16 Before me, counsel for the applicant acknowledged that although the applicant did present ‘some risk’ of committing an offence whilst on bail or endangering the safety or welfare of members of the public, bail conditions could be imposed that would assist in reducing that risk to an ‘acceptable level’. She highlighted that the applicant was clearly unwell at the time of the offending. However, since being in custody (which, at the time of hearing this application, had been for a period of 113 days) the applicant had voluntarily resumed taking his medication, as prescribed. A psychologist, Dr Aaron Cunningham, assessed the applicant on 13 December 2019. His report was provided to the Court. Dr Cunningham concluded that the applicant did not present as psychotic or delusional at the time of assessment, and stated that his mental health had stabilised.

17 The primary submission put forward on behalf of the applicant was that the imposition of bail conditions to ensure that he continued his prescribed course of medication would reduce any risk that he might otherwise pose if he were granted bail. In support of that submission, counsel noted that the Court Integrated Services Program would be available to the applicant if he were to be released from custody. Counsel also informed the Court that she had made inquiries with Forensicare as to an informal discharge plan for the applicant. She was informed that such a plan would have to await a referral to the applicant’s GP, and to his local mental health service.

Collected data
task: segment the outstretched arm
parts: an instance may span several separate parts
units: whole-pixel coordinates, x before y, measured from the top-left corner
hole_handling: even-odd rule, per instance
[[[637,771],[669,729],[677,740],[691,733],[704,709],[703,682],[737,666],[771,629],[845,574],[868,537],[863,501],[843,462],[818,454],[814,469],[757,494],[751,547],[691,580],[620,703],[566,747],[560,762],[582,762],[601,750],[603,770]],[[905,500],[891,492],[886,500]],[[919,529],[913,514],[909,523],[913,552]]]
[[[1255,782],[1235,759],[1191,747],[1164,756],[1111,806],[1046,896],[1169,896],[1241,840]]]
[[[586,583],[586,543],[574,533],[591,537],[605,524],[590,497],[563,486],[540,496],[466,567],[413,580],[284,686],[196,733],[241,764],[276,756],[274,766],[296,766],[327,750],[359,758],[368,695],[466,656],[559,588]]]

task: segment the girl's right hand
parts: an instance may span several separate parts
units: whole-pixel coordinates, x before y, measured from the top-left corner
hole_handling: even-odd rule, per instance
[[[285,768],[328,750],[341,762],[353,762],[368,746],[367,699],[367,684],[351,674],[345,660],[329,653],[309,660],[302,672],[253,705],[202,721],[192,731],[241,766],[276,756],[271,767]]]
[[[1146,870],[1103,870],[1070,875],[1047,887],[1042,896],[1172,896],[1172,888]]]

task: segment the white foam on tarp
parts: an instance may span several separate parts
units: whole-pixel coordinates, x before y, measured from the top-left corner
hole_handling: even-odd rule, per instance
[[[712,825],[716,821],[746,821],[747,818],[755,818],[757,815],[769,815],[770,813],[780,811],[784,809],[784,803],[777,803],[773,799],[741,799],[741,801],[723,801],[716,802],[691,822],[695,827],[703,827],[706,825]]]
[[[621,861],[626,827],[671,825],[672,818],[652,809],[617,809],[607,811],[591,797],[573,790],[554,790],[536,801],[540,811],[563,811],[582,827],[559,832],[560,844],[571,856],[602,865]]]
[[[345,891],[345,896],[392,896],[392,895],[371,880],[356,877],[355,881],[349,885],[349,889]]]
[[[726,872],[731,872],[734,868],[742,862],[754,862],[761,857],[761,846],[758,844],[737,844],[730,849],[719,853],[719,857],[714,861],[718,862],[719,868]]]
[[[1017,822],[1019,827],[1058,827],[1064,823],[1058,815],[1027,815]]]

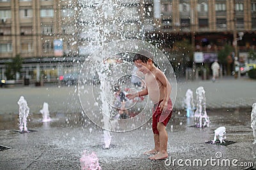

WHAT THE TASK ASKS:
Extract the full bail application passage from above, reproducing every word without change.

ANSWER FOR THE TASK:
16 Before me, counsel for the applicant acknowledged that although the applicant did present ‘some risk’ of committing an offence whilst on bail or endangering the safety or welfare of members of the public, bail conditions could be imposed that would assist in reducing that risk to an ‘acceptable level’. She highlighted that the applicant was clearly unwell at the time of the offending. However, since being in custody (which, at the time of hearing this application, had been for a period of 113 days) the applicant had voluntarily resumed taking his medication, as prescribed. A psychologist, Dr Aaron Cunningham, assessed the applicant on 13 December 2019. His report was provided to the Court. Dr Cunningham concluded that the applicant did not present as psychotic or delusional at the time of assessment, and stated that his mental health had stabilised.

17 The primary submission put forward on behalf of the applicant was that the imposition of bail conditions to ensure that he continued his prescribed course of medication would reduce any risk that he might otherwise pose if he were granted bail. In support of that submission, counsel noted that the Court Integrated Services Program would be available to the applicant if he were to be released from custody. Counsel also informed the Court that she had made inquiries with Forensicare as to an informal discharge plan for the applicant. She was informed that such a plan would have to await a referral to the applicant’s GP, and to his local mental health service.